Records excerpted from a collection
::::::

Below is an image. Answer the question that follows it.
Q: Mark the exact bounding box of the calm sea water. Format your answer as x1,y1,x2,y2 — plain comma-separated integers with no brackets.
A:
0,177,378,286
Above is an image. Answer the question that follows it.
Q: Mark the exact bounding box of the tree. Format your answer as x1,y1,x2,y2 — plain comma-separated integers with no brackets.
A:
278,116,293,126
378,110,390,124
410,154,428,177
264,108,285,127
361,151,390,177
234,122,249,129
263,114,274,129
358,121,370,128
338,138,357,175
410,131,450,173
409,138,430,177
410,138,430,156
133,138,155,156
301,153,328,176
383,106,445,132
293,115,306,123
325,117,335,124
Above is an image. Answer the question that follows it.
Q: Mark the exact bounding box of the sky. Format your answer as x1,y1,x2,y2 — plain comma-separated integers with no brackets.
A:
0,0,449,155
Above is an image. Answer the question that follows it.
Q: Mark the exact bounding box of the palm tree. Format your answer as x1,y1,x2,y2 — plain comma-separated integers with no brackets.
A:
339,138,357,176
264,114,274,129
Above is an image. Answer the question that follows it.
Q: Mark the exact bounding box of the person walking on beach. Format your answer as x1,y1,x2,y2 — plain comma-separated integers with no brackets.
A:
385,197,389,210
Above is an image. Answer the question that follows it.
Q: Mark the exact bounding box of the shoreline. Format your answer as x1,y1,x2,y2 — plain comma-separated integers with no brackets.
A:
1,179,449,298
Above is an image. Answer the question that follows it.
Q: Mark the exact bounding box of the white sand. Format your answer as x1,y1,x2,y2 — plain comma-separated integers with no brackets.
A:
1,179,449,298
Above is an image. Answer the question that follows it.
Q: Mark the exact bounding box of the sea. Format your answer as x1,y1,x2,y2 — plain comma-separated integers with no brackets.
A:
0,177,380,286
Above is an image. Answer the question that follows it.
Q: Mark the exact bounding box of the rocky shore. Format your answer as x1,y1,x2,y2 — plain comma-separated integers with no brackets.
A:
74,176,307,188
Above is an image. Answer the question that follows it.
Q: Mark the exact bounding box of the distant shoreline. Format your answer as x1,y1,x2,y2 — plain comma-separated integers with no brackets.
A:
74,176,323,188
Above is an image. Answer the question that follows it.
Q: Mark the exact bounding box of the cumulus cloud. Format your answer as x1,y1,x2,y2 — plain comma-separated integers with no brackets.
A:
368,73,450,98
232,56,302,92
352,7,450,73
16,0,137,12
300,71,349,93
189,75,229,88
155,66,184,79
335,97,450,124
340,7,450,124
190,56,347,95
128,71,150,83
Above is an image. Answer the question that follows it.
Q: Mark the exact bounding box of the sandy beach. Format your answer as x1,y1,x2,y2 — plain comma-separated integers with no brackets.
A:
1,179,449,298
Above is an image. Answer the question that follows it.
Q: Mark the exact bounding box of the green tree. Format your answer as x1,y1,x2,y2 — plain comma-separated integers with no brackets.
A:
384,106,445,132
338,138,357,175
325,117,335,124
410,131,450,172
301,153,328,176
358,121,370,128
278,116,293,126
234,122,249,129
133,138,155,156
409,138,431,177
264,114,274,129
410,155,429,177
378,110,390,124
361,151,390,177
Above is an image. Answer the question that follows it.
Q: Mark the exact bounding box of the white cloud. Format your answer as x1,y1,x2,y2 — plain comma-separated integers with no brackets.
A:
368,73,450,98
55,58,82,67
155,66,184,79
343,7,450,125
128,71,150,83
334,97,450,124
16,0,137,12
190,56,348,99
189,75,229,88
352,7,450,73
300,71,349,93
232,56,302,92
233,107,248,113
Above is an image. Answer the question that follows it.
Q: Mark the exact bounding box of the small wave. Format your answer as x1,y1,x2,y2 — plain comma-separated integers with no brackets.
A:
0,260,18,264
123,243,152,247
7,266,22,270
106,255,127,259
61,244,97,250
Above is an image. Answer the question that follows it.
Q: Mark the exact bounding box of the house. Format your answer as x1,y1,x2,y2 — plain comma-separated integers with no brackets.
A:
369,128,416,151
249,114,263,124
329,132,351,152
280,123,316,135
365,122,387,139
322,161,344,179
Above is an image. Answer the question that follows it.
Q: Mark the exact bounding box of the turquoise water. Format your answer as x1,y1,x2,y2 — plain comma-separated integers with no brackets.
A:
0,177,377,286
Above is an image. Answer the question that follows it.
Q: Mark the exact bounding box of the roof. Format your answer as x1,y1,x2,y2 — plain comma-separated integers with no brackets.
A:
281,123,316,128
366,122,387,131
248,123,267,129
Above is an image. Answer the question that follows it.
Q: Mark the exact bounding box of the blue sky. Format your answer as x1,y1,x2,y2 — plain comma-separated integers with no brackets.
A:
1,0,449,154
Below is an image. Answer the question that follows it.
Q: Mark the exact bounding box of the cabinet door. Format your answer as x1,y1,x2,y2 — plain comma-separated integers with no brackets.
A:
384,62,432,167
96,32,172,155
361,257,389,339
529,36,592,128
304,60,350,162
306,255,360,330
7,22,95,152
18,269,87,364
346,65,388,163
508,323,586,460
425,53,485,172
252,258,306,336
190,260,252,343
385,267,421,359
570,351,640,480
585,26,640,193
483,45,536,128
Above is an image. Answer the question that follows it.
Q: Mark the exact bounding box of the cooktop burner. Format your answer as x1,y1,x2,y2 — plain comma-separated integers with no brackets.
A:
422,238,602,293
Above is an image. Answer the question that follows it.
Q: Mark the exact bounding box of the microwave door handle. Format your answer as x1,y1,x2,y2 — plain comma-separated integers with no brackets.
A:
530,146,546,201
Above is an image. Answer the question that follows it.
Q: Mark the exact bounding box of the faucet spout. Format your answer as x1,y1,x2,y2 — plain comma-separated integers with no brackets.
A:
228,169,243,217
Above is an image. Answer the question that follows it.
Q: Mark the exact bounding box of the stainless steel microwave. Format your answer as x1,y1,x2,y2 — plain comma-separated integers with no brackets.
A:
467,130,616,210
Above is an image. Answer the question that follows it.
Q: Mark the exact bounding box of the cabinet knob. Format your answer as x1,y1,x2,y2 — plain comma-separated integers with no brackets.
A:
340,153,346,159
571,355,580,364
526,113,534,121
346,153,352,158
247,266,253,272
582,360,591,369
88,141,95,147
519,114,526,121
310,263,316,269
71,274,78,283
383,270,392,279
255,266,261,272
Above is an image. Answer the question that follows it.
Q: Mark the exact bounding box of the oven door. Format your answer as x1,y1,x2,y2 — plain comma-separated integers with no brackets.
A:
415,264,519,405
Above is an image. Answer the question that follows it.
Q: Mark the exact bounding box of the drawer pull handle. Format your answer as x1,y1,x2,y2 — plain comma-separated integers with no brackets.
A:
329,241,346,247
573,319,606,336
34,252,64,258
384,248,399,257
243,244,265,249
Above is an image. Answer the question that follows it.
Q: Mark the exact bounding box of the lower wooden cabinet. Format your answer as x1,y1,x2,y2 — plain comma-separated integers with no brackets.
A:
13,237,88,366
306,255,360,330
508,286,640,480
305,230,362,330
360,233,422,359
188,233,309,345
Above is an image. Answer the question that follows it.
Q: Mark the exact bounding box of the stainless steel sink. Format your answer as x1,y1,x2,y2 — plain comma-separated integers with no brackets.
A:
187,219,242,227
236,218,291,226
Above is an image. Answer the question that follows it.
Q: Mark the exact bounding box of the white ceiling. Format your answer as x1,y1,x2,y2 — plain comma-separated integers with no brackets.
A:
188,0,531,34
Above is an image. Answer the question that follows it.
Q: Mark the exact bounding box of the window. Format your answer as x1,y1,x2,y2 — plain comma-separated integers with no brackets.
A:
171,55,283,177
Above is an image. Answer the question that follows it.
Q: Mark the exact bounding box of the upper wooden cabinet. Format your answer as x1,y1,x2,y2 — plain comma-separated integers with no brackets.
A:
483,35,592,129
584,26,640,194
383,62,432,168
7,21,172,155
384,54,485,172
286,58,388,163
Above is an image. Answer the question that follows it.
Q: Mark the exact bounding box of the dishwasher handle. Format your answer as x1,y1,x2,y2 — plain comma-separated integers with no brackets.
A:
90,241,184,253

::::::

** Task **
In the records, which lines mention the word "cabinet"? Copy those lines.

** Result of this exercise **
Q: Mark the exact bounding box of the cabinet door. Format your answer as x1,y1,x2,y2 — plain comma-separated integers with no brackets.
Q: Mark the exact bounding box of the cabinet knob. Format your answer as x1,y1,x2,y2 — plain comma-separated integers with no brackets.
Q: Mark the exact bounding box of the lower wooden cabinet. Format your answer as x1,y1,x2,y2 — plain comma-separated integers with no brackets.
Q: Mark the exact bounding box of the upper wooden cabinet. Format your answer as x1,y1,x2,y2 — plain comma-separated integers with no brackets.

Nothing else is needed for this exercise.